Begin Input material
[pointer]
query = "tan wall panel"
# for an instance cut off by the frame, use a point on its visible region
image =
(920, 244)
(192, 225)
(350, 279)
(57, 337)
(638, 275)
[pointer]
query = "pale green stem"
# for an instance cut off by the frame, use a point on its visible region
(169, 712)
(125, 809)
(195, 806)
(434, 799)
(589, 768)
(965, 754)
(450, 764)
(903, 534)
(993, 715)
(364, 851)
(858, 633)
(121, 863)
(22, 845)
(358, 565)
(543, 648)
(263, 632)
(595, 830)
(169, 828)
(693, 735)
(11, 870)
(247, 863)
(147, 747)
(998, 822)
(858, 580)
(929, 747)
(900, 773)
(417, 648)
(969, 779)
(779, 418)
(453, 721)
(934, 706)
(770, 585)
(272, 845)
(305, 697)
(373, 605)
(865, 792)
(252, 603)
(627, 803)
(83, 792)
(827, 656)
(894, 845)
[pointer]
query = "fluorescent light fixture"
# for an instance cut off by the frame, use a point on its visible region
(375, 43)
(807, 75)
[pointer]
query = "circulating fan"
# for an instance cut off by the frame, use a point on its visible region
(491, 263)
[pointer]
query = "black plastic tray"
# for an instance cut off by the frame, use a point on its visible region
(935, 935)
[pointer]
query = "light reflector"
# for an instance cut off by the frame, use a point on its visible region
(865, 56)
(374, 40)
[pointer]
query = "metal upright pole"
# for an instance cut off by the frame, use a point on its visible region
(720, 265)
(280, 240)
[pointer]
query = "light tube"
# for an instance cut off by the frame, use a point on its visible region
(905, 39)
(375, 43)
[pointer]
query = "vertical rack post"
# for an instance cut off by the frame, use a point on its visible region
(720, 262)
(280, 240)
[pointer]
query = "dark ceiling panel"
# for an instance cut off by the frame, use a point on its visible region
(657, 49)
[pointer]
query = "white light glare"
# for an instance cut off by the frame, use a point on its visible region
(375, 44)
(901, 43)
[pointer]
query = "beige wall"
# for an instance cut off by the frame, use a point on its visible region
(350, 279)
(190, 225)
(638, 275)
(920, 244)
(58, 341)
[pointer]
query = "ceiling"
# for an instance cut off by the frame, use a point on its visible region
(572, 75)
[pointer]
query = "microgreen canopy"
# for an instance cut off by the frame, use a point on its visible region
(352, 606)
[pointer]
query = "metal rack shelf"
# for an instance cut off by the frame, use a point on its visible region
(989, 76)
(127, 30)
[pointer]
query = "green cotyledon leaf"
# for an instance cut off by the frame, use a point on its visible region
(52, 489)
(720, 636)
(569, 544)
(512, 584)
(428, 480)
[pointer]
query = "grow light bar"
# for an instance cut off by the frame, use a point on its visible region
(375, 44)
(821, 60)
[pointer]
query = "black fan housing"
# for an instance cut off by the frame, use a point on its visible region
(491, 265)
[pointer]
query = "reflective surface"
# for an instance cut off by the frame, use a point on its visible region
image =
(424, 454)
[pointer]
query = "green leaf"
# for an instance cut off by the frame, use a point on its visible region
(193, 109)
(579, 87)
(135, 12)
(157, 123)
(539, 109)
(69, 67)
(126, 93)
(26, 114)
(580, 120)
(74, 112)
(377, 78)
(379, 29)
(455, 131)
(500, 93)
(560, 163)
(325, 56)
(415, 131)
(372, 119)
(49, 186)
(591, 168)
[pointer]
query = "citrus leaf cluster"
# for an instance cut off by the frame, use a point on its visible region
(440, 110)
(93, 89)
End Input material
### What you have to do
From the listing above, copy out each line that contains the string "panel".

### Output below
query = "tan wall panel"
query = "dark ceiling panel"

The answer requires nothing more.